%%

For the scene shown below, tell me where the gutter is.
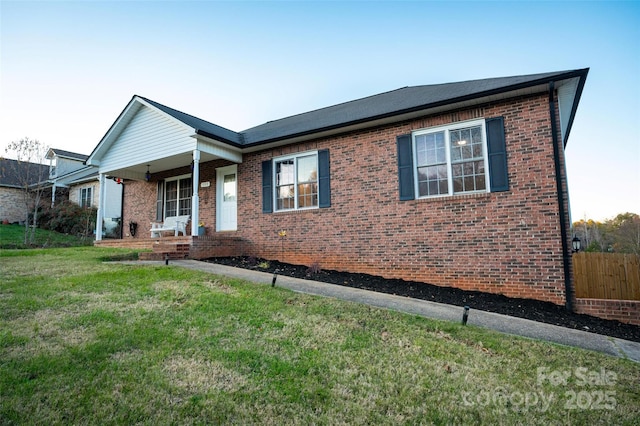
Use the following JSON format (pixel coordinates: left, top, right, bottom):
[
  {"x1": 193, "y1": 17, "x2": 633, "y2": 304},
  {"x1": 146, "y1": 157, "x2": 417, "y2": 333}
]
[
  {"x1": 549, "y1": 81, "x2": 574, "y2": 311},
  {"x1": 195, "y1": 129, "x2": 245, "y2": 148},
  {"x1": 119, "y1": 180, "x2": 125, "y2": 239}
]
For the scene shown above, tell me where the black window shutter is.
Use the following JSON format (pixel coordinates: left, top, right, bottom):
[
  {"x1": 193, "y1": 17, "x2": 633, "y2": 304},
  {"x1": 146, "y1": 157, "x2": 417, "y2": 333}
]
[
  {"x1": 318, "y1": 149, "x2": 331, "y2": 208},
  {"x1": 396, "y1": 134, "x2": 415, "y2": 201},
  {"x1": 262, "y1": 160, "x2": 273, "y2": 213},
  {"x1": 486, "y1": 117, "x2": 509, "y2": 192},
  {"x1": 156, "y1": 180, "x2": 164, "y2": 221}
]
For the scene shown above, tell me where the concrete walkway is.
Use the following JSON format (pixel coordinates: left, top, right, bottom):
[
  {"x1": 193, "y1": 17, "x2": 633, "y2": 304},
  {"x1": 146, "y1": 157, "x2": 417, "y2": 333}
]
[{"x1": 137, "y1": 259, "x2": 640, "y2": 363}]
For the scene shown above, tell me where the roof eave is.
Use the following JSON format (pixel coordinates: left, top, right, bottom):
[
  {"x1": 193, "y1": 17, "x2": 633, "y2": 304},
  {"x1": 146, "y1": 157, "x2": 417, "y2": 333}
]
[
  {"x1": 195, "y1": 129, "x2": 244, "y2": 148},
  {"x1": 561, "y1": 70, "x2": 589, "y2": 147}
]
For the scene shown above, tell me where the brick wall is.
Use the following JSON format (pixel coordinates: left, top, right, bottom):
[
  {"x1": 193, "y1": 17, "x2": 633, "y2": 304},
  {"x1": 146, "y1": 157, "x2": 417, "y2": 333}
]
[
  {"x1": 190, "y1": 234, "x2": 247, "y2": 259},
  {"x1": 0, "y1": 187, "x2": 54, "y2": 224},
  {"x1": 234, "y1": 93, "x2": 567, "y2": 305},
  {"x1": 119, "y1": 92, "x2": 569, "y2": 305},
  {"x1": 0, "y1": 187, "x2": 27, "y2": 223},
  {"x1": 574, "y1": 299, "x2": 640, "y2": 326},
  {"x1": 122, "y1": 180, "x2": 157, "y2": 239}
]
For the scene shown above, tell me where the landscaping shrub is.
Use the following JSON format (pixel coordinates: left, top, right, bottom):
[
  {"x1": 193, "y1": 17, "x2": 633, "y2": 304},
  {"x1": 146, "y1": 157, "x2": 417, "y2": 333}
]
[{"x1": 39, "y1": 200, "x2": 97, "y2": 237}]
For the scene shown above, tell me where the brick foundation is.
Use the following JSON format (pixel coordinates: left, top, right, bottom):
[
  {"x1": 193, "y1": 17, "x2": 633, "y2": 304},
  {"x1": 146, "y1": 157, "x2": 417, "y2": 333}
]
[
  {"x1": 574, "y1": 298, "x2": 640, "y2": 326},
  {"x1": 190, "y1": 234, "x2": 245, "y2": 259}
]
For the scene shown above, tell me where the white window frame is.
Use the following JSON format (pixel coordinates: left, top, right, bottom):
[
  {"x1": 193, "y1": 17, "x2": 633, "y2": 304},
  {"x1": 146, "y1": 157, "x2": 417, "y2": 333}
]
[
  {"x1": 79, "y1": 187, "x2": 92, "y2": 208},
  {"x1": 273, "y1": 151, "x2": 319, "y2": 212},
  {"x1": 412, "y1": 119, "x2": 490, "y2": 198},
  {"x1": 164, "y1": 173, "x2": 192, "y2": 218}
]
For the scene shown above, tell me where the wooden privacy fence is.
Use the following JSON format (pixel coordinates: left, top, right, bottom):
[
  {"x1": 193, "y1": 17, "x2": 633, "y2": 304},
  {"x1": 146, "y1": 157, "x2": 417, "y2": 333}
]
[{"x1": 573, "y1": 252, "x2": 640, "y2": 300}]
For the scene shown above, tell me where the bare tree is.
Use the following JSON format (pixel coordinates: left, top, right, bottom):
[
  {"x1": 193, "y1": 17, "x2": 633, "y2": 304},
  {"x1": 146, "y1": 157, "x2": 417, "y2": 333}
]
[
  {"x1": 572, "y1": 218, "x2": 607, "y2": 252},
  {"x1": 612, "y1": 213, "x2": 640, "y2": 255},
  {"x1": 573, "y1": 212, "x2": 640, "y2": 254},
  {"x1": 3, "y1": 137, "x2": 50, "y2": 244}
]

%%

== Your instructions ==
Each of the records above needs to be transcribed exactly, apart from its pictures.

== Task result ==
For the scene shown below, tell me where the gutter is.
Use the following JSON format (pixel coordinates: left, top, right, bottom):
[
  {"x1": 193, "y1": 17, "x2": 633, "y2": 304},
  {"x1": 146, "y1": 157, "x2": 417, "y2": 333}
]
[
  {"x1": 549, "y1": 81, "x2": 574, "y2": 311},
  {"x1": 195, "y1": 129, "x2": 245, "y2": 148},
  {"x1": 119, "y1": 180, "x2": 125, "y2": 239}
]
For the scene shown above, tell me where the black window shutter is.
Use the following JSON format (pixel coordinates: left, top, right, bottom):
[
  {"x1": 193, "y1": 17, "x2": 633, "y2": 304},
  {"x1": 146, "y1": 157, "x2": 417, "y2": 333}
]
[
  {"x1": 318, "y1": 149, "x2": 331, "y2": 208},
  {"x1": 396, "y1": 134, "x2": 415, "y2": 201},
  {"x1": 262, "y1": 160, "x2": 273, "y2": 213},
  {"x1": 486, "y1": 117, "x2": 509, "y2": 192},
  {"x1": 156, "y1": 180, "x2": 164, "y2": 221}
]
For the scene shown above, tell me where the concrete walkway is.
Use the following JSON format (pixel coordinates: left, top, right, bottom):
[
  {"x1": 193, "y1": 17, "x2": 633, "y2": 304},
  {"x1": 146, "y1": 157, "x2": 417, "y2": 333}
]
[{"x1": 137, "y1": 259, "x2": 640, "y2": 363}]
For the scene shown above, tell me where the roof eave is.
Use the following JSON format (pixel coordinates: left, top, right, bottom):
[
  {"x1": 193, "y1": 17, "x2": 633, "y2": 304},
  {"x1": 146, "y1": 157, "x2": 417, "y2": 333}
]
[
  {"x1": 195, "y1": 129, "x2": 244, "y2": 148},
  {"x1": 561, "y1": 70, "x2": 589, "y2": 147}
]
For the scene shown above, tell me where the brick wall is.
Use the following JSON format (pixel coordinates: left, top, right, bottom):
[
  {"x1": 193, "y1": 17, "x2": 633, "y2": 304},
  {"x1": 146, "y1": 157, "x2": 417, "y2": 333}
]
[
  {"x1": 190, "y1": 234, "x2": 247, "y2": 259},
  {"x1": 0, "y1": 187, "x2": 54, "y2": 224},
  {"x1": 234, "y1": 93, "x2": 567, "y2": 305},
  {"x1": 119, "y1": 92, "x2": 569, "y2": 305},
  {"x1": 0, "y1": 187, "x2": 27, "y2": 223},
  {"x1": 574, "y1": 299, "x2": 640, "y2": 326},
  {"x1": 122, "y1": 180, "x2": 157, "y2": 239}
]
For the scene shown above, tell me where the landscaping shrub is.
Use the following JSON format (pixel coordinates: left, top, right, bottom):
[
  {"x1": 193, "y1": 17, "x2": 633, "y2": 304},
  {"x1": 146, "y1": 157, "x2": 417, "y2": 333}
]
[{"x1": 39, "y1": 200, "x2": 97, "y2": 237}]
For the scene shown above, tell me where the brick foundation is.
Use the following JSON format (pixel coordinates: left, top, right, bottom):
[
  {"x1": 193, "y1": 17, "x2": 633, "y2": 304},
  {"x1": 146, "y1": 157, "x2": 417, "y2": 333}
]
[
  {"x1": 574, "y1": 298, "x2": 640, "y2": 326},
  {"x1": 190, "y1": 234, "x2": 245, "y2": 259}
]
For the scene shown above, tell me where the white window frame is.
Use the following JSON format (pixel coordinates: left, top, right, bottom):
[
  {"x1": 193, "y1": 17, "x2": 633, "y2": 304},
  {"x1": 146, "y1": 157, "x2": 417, "y2": 333}
]
[
  {"x1": 79, "y1": 187, "x2": 92, "y2": 208},
  {"x1": 273, "y1": 151, "x2": 319, "y2": 212},
  {"x1": 412, "y1": 119, "x2": 490, "y2": 198},
  {"x1": 164, "y1": 173, "x2": 192, "y2": 218}
]
For the scene shown above, tell me where the wooden privacy fence is.
Use the following JSON format (pixel coordinates: left, top, right, bottom):
[
  {"x1": 193, "y1": 17, "x2": 633, "y2": 304},
  {"x1": 146, "y1": 157, "x2": 417, "y2": 333}
]
[{"x1": 573, "y1": 252, "x2": 640, "y2": 300}]
For the scene shown above, tell me where the bare tree is.
Use the following JSON format (pixel coordinates: left, top, right, bottom):
[
  {"x1": 193, "y1": 17, "x2": 633, "y2": 304},
  {"x1": 146, "y1": 157, "x2": 417, "y2": 333}
]
[
  {"x1": 572, "y1": 218, "x2": 607, "y2": 252},
  {"x1": 612, "y1": 213, "x2": 640, "y2": 255},
  {"x1": 573, "y1": 212, "x2": 640, "y2": 254},
  {"x1": 3, "y1": 137, "x2": 50, "y2": 244}
]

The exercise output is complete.